→ **Supplied material**

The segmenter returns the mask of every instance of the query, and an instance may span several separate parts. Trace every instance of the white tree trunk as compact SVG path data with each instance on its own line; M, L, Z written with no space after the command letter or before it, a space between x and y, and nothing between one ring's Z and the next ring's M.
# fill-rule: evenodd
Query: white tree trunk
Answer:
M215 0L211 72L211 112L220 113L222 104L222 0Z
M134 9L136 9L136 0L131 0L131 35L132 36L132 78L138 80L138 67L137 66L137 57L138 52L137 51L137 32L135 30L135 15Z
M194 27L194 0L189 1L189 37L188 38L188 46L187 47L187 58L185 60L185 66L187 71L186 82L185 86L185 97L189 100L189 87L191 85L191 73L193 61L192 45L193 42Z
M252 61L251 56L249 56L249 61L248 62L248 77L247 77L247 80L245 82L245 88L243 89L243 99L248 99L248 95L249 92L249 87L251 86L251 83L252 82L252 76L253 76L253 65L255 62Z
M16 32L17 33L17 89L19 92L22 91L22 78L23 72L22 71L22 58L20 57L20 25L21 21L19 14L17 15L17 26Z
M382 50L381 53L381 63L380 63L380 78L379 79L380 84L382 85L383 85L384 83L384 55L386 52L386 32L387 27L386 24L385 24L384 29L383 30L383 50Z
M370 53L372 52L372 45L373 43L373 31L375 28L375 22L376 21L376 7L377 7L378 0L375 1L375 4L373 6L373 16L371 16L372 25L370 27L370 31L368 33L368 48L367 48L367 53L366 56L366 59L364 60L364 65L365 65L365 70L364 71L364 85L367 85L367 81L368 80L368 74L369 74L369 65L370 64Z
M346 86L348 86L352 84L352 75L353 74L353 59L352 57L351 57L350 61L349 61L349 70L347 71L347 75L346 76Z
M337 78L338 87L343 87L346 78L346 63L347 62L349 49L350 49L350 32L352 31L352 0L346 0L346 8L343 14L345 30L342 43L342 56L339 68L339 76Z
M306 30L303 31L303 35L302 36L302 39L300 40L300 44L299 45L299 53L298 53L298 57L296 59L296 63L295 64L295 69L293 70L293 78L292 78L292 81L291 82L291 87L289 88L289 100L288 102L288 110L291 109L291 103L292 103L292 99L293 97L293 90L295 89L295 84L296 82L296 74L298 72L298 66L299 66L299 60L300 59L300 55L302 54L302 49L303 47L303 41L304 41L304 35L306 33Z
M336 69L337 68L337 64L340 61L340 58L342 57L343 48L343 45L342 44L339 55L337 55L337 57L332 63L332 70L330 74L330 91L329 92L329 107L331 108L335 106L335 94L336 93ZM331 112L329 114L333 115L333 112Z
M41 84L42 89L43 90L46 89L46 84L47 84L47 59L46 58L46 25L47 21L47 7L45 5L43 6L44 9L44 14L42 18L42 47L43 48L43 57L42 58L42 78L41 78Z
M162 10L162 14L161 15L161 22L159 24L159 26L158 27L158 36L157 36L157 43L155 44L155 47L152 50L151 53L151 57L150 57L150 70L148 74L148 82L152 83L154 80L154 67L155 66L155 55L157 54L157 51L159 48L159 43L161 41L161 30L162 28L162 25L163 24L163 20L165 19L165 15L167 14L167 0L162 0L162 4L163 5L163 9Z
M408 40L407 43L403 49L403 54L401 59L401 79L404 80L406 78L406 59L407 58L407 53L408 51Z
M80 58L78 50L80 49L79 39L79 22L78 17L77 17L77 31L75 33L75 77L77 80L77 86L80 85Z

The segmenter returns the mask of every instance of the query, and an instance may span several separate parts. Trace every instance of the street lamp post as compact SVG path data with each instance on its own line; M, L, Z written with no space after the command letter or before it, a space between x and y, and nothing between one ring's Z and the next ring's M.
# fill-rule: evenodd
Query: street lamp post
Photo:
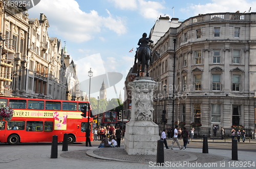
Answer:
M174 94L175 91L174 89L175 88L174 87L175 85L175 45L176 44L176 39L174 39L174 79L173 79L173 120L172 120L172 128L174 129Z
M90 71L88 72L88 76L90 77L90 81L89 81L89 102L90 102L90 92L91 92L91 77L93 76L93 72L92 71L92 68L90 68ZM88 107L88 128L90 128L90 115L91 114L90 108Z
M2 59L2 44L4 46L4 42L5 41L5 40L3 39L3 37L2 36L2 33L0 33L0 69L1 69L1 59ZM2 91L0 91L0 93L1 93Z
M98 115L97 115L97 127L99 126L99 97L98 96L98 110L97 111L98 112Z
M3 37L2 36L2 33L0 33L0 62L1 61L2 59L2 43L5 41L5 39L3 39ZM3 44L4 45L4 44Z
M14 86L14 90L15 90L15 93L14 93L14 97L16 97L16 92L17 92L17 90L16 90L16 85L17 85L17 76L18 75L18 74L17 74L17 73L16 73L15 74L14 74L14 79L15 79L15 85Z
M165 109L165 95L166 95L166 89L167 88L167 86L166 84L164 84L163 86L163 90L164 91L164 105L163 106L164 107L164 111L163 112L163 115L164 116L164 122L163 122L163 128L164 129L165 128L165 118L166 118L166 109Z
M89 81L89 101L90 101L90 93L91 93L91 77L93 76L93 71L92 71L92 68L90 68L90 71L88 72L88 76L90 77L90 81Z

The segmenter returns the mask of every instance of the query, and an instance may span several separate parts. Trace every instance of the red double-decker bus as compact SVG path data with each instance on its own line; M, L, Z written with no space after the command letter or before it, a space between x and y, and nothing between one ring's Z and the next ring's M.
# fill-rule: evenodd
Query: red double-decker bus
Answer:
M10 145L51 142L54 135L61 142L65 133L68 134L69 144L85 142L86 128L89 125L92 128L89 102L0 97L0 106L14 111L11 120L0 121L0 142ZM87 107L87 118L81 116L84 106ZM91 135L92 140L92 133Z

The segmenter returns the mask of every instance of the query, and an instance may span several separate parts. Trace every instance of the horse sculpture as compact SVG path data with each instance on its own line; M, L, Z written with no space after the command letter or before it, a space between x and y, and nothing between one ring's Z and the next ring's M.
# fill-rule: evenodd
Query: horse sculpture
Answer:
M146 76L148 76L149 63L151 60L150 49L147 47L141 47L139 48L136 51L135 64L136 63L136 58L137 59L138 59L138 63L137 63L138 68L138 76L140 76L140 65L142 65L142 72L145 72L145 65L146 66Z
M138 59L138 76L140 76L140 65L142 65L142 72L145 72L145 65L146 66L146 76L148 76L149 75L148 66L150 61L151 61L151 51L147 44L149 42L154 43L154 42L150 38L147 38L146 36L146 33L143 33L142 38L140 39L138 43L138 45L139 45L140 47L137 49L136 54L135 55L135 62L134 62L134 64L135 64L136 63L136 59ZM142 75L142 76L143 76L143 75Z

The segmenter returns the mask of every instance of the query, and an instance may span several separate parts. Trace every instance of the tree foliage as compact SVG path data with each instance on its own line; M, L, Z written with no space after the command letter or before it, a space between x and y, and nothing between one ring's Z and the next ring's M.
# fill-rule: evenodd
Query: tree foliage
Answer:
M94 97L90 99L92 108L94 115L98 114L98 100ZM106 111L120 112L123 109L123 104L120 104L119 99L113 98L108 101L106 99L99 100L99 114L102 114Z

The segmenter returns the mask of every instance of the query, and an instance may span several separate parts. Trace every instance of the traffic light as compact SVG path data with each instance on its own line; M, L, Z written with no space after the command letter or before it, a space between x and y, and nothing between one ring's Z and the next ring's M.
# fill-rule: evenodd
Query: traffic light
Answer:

→ **What is required**
Render every line of the entries above as a JSON list of strings, one string per line, with blank lines omitted. Leave the pictures out of the answer.

→ **Correct response**
[
  "The segmenter returns the mask of every instance of the query, and an instance may span several separate parts. Trace every instance of the white tree trunk as compact SVG path data with each instance on its own line; M, L, Z written with no space after the command letter or before it, a space between x and y, and nothing between one ring's Z and the next ring's M.",
  "# fill-rule: evenodd",
  "Query: white tree trunk",
  "Answer:",
  "M215 0L211 72L211 112L220 113L222 104L222 0Z",
  "M134 9L136 9L136 0L131 0L131 35L132 36L132 78L138 80L138 67L137 66L137 57L138 52L137 51L137 32L135 30L135 15Z",
  "M194 27L194 0L189 1L189 37L188 38L188 46L187 47L187 58L185 60L185 66L187 71L186 82L185 86L185 97L189 100L189 87L191 85L191 73L193 61L192 45L193 42Z",
  "M252 61L251 56L249 56L249 61L248 62L248 77L247 77L247 80L245 82L245 88L243 89L243 99L248 99L248 95L249 92L249 87L251 86L251 83L252 82L252 76L253 76L253 65L255 62Z",
  "M16 32L17 33L17 89L19 92L22 91L22 78L23 72L22 71L22 58L20 57L20 25L21 21L19 14L17 15L17 26Z",
  "M382 50L381 53L381 63L380 63L380 78L379 79L380 84L382 85L383 85L384 83L384 55L386 52L386 32L387 27L386 24L385 24L384 29L383 30L383 50Z",
  "M370 53L372 52L372 45L373 43L373 31L375 28L375 22L376 21L376 7L377 7L378 0L375 1L375 4L373 6L373 16L371 16L372 25L370 27L370 31L368 33L368 48L367 48L367 53L366 56L366 59L364 60L364 65L365 65L365 70L364 71L364 85L367 85L367 81L368 80L368 74L369 74L369 65L370 64Z",
  "M346 86L348 86L352 84L352 75L353 74L353 59L352 57L351 57L350 61L349 61L349 70L347 71L347 75L346 76Z",
  "M337 78L338 87L343 87L346 78L346 63L347 62L349 49L350 49L350 32L352 31L352 0L346 0L346 8L343 14L345 30L342 43L342 56L339 68L339 76Z",
  "M306 30L303 31L303 35L302 36L302 39L300 40L300 44L299 45L299 53L298 53L298 57L296 59L296 63L295 64L295 69L293 70L293 78L292 78L292 81L291 82L291 87L289 88L289 100L288 102L288 110L291 109L291 103L292 103L292 99L293 97L293 90L295 89L295 84L296 82L296 74L298 72L298 66L299 66L299 60L300 59L300 55L302 54L302 49L303 47L303 41L304 41L304 35L306 33Z",
  "M336 69L337 68L337 64L340 61L340 58L342 57L343 48L343 45L342 44L339 55L337 55L337 57L332 63L332 70L330 74L330 91L329 92L329 107L331 108L335 106L335 94L336 93ZM331 112L329 114L333 115L333 112Z",
  "M41 84L42 89L43 90L46 89L46 84L47 84L47 59L46 58L46 25L47 21L47 7L45 5L43 6L44 9L44 14L42 18L42 47L43 48L43 57L42 58L42 78L41 78Z",
  "M162 10L162 14L161 15L161 22L159 24L159 26L158 27L158 36L157 36L157 43L155 44L155 47L152 50L151 53L151 57L150 57L150 70L148 74L148 82L152 83L154 80L154 67L155 66L155 55L157 54L157 51L159 48L159 43L161 41L161 30L162 28L162 25L163 24L163 20L165 19L165 15L167 14L167 0L162 0L162 4L163 5L163 9Z",
  "M408 40L407 43L403 49L403 54L401 59L401 79L404 80L406 78L406 59L407 58L407 53L408 51Z",
  "M80 58L78 50L80 49L79 39L79 22L78 17L77 17L77 31L75 33L75 77L77 80L77 86L80 85Z",
  "The segmenter returns the mask of every instance of the query, and an instance may span several separate parts. Trace every instance of the street lamp post as compact SVG path data with each instance on its own line; M, L, Z written with no space after the command letter or before it, a space between x and y, and nothing between one ring's Z and the next ring's M.",
  "# fill-rule: evenodd",
  "Query: street lamp post",
  "Photo:",
  "Answer:",
  "M174 94L175 91L174 89L175 88L174 87L175 85L175 45L176 44L176 39L174 39L174 79L173 79L173 120L172 120L172 128L174 129Z",
  "M90 71L88 72L88 76L90 77L90 81L89 81L89 102L90 102L90 92L91 92L91 77L93 76L93 72L92 71L92 68L90 68ZM88 107L88 128L90 128L90 115L91 114L90 108Z",
  "M2 59L2 44L4 46L4 42L5 41L5 40L3 39L3 37L2 36L2 33L0 33L0 69L1 69L1 59ZM2 91L0 91L0 93L1 93Z",
  "M98 115L97 115L97 127L99 126L99 97L98 96L98 110L97 111L98 112Z",
  "M3 37L2 36L2 33L0 33L0 62L1 61L2 59L2 43L5 41L5 39L3 39ZM3 44L4 45L4 44Z",
  "M14 86L14 90L15 90L15 93L14 93L14 97L16 97L16 92L17 92L17 90L16 90L16 85L17 85L17 76L18 75L18 74L17 74L17 73L16 73L15 74L14 74L14 79L15 79L15 85Z",
  "M165 109L165 95L166 95L166 89L167 88L167 86L166 84L164 84L163 86L163 90L164 91L164 105L163 106L164 107L164 111L163 112L163 115L164 116L164 122L163 122L163 128L164 129L165 128L165 118L166 118L166 109Z",
  "M89 81L89 101L90 101L90 93L91 93L91 77L93 76L93 71L92 71L92 68L90 68L90 71L88 72L88 76L90 77L90 81Z",
  "The segmenter returns the mask of every instance of the query, and an instance may span several separate parts. Trace every instance of the red double-decker bus as compact SVG path data with each instance on its own line; M, L, Z written with no space after the command letter or before it, a space between x and y, and nothing between one ring's Z and the next ring's M.",
  "# fill-rule: evenodd",
  "Query: red double-decker bus",
  "Answer:",
  "M10 145L51 142L54 135L61 142L65 133L68 134L69 144L85 142L86 128L89 125L92 128L89 102L0 97L0 106L14 111L11 120L0 121L0 142ZM87 107L87 118L81 116L84 106ZM91 135L92 140L92 133Z",
  "The segmenter returns the mask of every instance of the query, and an instance may span several separate parts. Trace every instance of the horse sculpture as compact SVG path data with each instance on its own line; M, L, Z written with no space after the command letter or before it, a space between x and y, and nothing between one ring's Z and the next ring's M.",
  "# fill-rule: evenodd",
  "Query: horse sculpture",
  "Answer:",
  "M146 76L148 76L149 63L151 60L150 49L147 47L141 47L139 48L136 51L135 64L136 63L136 58L137 59L138 59L138 63L137 63L138 68L138 76L140 76L140 65L142 65L142 72L145 72L145 65L146 66Z",
  "M138 59L138 76L140 76L140 65L142 65L142 72L145 72L145 65L146 66L146 76L148 76L149 75L148 66L150 61L151 61L151 51L147 44L149 42L154 43L154 42L150 38L147 38L146 36L146 33L143 33L142 38L140 39L138 43L138 45L139 45L140 47L137 49L136 54L135 55L135 62L134 62L134 64L135 64L136 63L136 59ZM142 75L142 76L143 76L143 75Z",
  "The segmenter returns the mask of every instance of the query, and an instance may span several separate parts. Trace every instance of the tree foliage as compact SVG path data with each instance on its own line; M, L, Z written with no space after the command letter or before it, a space between x and y, and nothing between one ring's Z and the next ring's M.",
  "# fill-rule: evenodd",
  "Query: tree foliage",
  "Answer:",
  "M94 97L90 99L92 108L94 115L98 114L98 100ZM106 111L120 112L123 109L123 104L120 104L119 99L113 98L108 101L106 99L99 100L99 114L102 114Z",
  "The segmenter returns the mask of every instance of the query, and an instance may span several separate parts. Trace every instance of the traffic light as compact SVG path data with each instance on its own line; M, L, Z written with no space after the command letter or before it, a space between x and y, and nothing between one ring's Z and the next ring's M.",
  "# fill-rule: evenodd",
  "Query: traffic light",
  "Answer:"
]